Opera Announces New Webkit Based Mobile Browser – Opera Ice

Big news coming out of Oslo, Norway. Opera Software, the browser firm behind Opera Mini and Opera Mobile, is working on a new mobile browser called Opera Ice. Ice is being billed as the future of web browsing, and will be shaking things up in more ways than one.

Technically, the biggest difference between Ice and other Opera products will be its engine. Opera is one of the few browsers to have its own rendering engine, which is called Presto. The other layout engines are from Microsoft (Trident), Apple (Webkit), and Mozilla (Gecko). We might have several dozen browsers spread across numerous platforms, but all of them use one of these engines. Opera’s engine has been a source of pride for it, and has allowed it to shape web standards and lead the way with innovative features. However, it’s also the least popular of the existing engines. Since, no two engines are completely alike, this often means additional headaches for Opera in terms of website compatibility. Desktop websites have traditionally been optimized for Trident, due to Internet Explorer’s dominance. Mobile used to be a segment where Opera ruled the roost. It’s still a major player with more than 215 million mobile users. However, Webkit has emerged as the leading mobile browser engine. Google Chrome uses a modified version of Webkit, and the default Android browser as well as Chrome for Android uses Webkit. Apple’s Safari for iOS also obviously uses Webkit. Moreover, since Apple strictly restricts third-party layout engines on iOS, all iOS browsers are forced to employ Webkit. A a result of Webkit’s dominance in mobile browsers, mobile websites are invariably solely optimized for Webkit. Perhaps not wanting to play the catchup game all over again, Opera is ditching its venerable browser engine for Ice.

====

# Problem 1:
What is the name of Opera's own rendering engine, according to the Opera Ice article?
# Problem 2:
Please write the next paragraph of the Opera Ice article, picking up after its final sentence.

====

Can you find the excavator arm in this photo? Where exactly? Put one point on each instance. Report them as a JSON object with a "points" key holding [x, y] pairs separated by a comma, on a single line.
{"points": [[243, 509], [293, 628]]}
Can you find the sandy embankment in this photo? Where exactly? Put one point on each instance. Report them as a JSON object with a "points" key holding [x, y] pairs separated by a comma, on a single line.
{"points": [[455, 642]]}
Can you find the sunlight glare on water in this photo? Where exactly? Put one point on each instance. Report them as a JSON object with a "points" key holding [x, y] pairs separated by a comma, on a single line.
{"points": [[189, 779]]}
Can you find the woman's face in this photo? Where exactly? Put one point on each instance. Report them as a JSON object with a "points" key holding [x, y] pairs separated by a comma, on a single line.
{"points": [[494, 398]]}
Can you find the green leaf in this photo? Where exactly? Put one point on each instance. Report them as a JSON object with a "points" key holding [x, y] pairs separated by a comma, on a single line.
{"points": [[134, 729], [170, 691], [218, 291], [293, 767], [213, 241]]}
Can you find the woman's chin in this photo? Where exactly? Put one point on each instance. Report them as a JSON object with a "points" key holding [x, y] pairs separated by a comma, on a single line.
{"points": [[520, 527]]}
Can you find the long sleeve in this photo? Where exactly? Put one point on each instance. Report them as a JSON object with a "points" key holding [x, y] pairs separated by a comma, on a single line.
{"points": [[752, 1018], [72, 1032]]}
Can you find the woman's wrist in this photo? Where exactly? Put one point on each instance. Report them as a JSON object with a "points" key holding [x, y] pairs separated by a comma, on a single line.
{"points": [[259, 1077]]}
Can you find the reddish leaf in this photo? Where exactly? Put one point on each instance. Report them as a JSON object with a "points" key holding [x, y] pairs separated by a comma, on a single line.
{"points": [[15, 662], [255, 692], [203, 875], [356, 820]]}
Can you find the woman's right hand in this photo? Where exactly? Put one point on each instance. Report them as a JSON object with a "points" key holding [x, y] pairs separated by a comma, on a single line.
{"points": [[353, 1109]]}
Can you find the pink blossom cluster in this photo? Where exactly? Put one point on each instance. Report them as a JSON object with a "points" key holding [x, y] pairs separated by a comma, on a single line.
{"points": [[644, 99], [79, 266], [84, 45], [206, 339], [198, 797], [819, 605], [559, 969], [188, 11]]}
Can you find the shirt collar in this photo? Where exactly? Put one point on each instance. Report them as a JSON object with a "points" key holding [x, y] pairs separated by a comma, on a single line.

====

# Exercise result 1:
Presto.

# Exercise result 2:
Opera-Ice

The change in browser engine will also help Opera to get into Apple’s iTunes App Store. Opera already has Opera Mini for iPhone and other Apple devices, but Opera Mini isn’t a complete web browser, and is ill-suited for modern, dynamic websites. “Opera mini is great, but it is not a fully-fledged offering like Chrome or Safari. There are too many sites it doesn’t work with,” noted Opera’s CEO Lars Boilesen.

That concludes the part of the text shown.